*Directives*.
a) From the Badgercap text, list every file it names.
b) Using the Badgercap text, decide whether each statement agrees with it: (i) Badgercap runs on Capistrano. (ii) The writer keeps deployment configuration in config/deploy.rb. (iii) The recipes are meant for deploying Rails apps to VPSs.
c) According to the Badgercap text, why does it have that name?

This is a work in progress...
Some Capistrano recipies for deploying Rails apps to VPSs.
It's called Badgercap because it's amusing to think of a badger wearing a cap.
Add this line to your application's Gemfile:
gem 'badgercap'
And then execute:
$ bundle
Or install it yourself as:
$ gem install badgercap
Badgercap runs on Capistrano. Common practice is to do everything in a file called config/deploy.rb file, and you are welcome to do so. I, however, prefer to keep my deployment configuration in a single Capfile in the root of the Rails project, require the necessary recipies, and use them there.
So use Badgercap in your deployment script, and run cap deploy
as usual.

*Collected data*.
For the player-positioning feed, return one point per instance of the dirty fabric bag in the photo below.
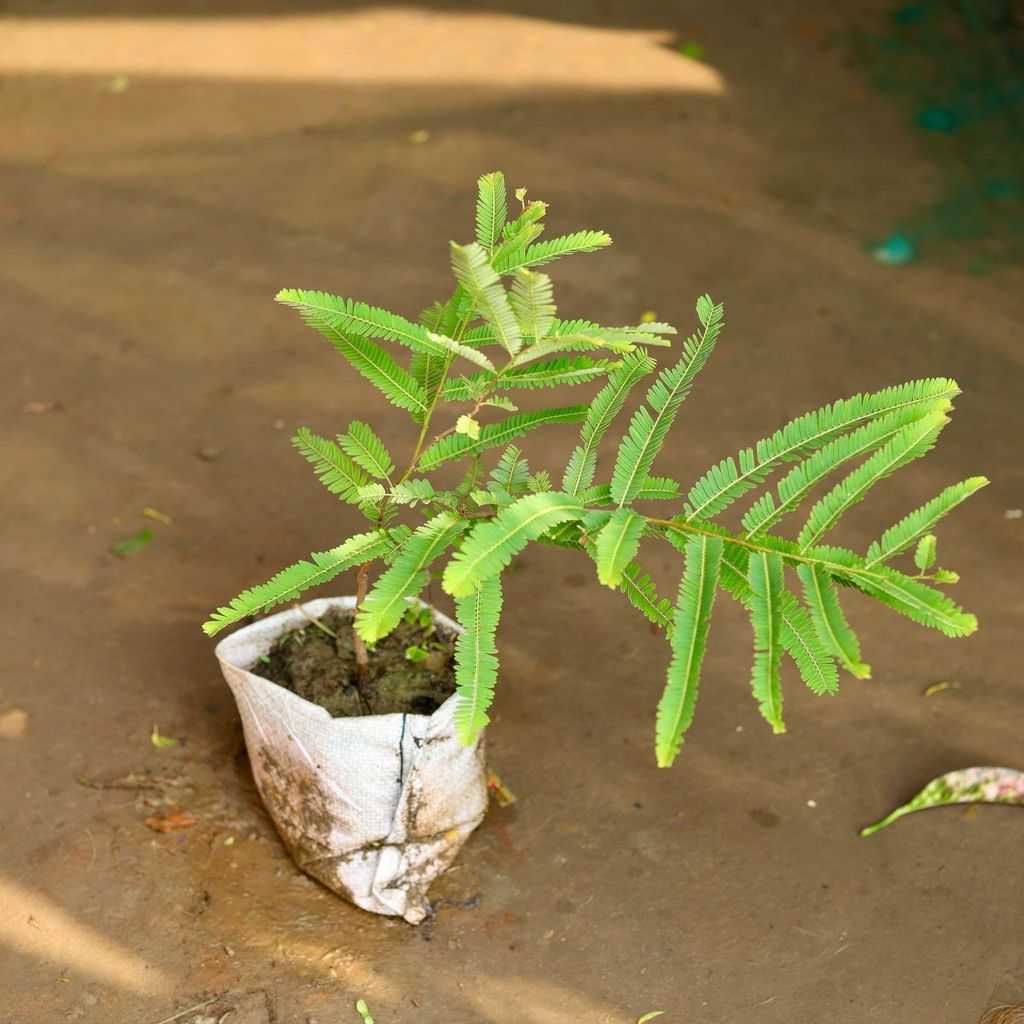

*Answers to the tasks*.
a) Gemfile, config/deploy.rb, Capfile

b)
(i) Yes: "Badgercap runs on Capistrano."
(ii) No: "I, however, prefer to keep my deployment configuration in a single Capfile in the root of the Rails project"
(iii) Yes: "Some Capistrano recipies for deploying Rails apps to VPSs."

c) Because it's amusing to think of a badger wearing a cap.